_HOW TO COMPLETE THIS TASK_
Every single entry that follows must be copied exactly.

[Start of Attachment]

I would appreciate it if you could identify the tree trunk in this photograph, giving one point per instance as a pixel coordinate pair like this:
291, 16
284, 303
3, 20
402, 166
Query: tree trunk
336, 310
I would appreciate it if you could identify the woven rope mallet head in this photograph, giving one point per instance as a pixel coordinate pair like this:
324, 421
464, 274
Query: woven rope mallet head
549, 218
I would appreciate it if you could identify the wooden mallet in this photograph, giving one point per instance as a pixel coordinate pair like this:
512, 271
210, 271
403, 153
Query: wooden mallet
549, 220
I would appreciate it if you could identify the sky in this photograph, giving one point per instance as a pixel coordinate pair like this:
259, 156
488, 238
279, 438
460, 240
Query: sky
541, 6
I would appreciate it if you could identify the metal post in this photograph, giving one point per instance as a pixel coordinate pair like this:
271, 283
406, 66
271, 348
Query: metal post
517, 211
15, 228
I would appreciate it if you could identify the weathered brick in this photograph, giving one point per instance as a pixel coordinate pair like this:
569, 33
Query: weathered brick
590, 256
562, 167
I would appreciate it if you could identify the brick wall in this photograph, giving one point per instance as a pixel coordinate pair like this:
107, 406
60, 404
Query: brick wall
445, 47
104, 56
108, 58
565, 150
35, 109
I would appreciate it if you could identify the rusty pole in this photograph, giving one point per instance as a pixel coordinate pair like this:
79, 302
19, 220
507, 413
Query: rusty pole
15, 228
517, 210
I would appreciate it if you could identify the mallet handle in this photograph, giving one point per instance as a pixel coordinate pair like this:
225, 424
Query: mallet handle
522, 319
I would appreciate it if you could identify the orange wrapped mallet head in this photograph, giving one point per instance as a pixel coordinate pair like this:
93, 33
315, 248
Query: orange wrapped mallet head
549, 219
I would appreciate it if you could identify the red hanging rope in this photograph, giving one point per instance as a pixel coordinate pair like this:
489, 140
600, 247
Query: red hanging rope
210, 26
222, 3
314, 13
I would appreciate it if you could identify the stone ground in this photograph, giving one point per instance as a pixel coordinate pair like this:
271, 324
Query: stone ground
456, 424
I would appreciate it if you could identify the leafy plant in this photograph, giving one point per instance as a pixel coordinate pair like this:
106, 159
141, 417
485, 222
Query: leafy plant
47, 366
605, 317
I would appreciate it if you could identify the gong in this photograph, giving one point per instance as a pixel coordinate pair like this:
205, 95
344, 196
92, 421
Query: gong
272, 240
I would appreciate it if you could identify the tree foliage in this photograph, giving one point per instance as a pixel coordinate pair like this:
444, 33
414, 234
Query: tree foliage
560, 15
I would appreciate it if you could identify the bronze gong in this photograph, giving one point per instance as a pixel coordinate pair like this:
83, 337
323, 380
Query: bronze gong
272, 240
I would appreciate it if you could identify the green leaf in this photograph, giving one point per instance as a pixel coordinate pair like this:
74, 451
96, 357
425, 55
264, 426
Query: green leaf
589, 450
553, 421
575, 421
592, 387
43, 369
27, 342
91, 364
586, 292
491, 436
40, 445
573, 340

[End of Attachment]

_REPLY_
I would appreciate it if you could identify the tree trunk in this photograph, giving one point per instance as a pixel coordinate pair like this:
291, 16
284, 303
3, 20
402, 166
Query: tree trunk
336, 310
I would appreciate it if you could identify the woven rope mallet head in this photograph, giving one point per instance as a pixel coordinate pair like this:
324, 421
464, 274
Query: woven rope mallet head
549, 218
I would appreciate it if you could identify the wooden mallet in this photograph, giving one point per instance as a pixel coordinate pair like this:
512, 271
210, 271
403, 153
Query: wooden mallet
549, 220
I would appreciate it if you could identify the sky in this photograph, giving one point per instance as a pixel coordinate pair like this:
259, 156
488, 238
279, 438
460, 240
Query: sky
541, 6
I would appreciate it if you could identify the metal post in this photograph, giving one point per instance as a pixel coordinate pair like this:
271, 283
406, 66
271, 348
Query: metal post
517, 211
15, 228
I would appreciate it if you could identify the weathered brick in this photograph, giving one point per instance as a pixel coordinate pair like this:
569, 33
Query: weathered brick
590, 256
562, 167
I would appreciate it if you could identify the brick wall in this photograph, giving one point per instance as a pixel coordinate pair like this:
107, 406
60, 404
Query: brick wall
445, 47
104, 56
108, 58
565, 150
35, 109
I would appreciate it if you could identify the rusty pole in this photograph, giving one point per instance as a pixel coordinate pair like this:
79, 302
19, 220
507, 413
Query: rusty pole
15, 228
517, 210
I would appreciate it if you could identify the mallet handle in this photograph, giving one point per instance as a pixel coordinate pair like this:
225, 424
Query: mallet handle
522, 319
I would appreciate it if you could identify the orange wrapped mallet head in this photograph, giving one point per instance as a pixel coordinate pair like this:
93, 33
315, 248
Query: orange wrapped mallet head
549, 219
I would appreciate it if you could identify the red hanging rope in this photograph, giving one point per instance as a pixel coordinate pair like this:
489, 140
600, 247
Query: red hanging rope
210, 26
222, 3
314, 13
I would appreciate it if you could identify the stone ground in this photograph, giving one point per instance as a pixel coordinate pair like this:
271, 324
Query: stone ground
456, 424
I would appreciate it if you could identify the leafy plant in this photograph, giving one point per instance as a pixel coordinate pair like this:
106, 159
141, 417
485, 222
Query: leafy plant
47, 366
605, 317
I would appreciate it if you could identify the gong in this photograph, giving one point per instance as a pixel coordinate pair like this:
205, 95
344, 196
92, 421
Query: gong
272, 240
I would appreciate it if you could identify the tree foliage in this photograph, giving one point per instance as a pixel coordinate pair like this:
444, 33
414, 234
Query: tree foliage
560, 15
I would appreciate it if you could identify the bronze gong in this photograph, giving one point per instance as a pixel coordinate pair like this:
83, 337
323, 380
Query: bronze gong
272, 240
I would appreciate it if you could identify the green leaf in this photograph, giving one point per instance as a pixel coordinate pair like this:
74, 451
96, 357
425, 55
264, 426
Query: green leaf
589, 450
553, 421
575, 421
592, 387
43, 369
27, 342
91, 364
586, 292
491, 436
40, 445
573, 340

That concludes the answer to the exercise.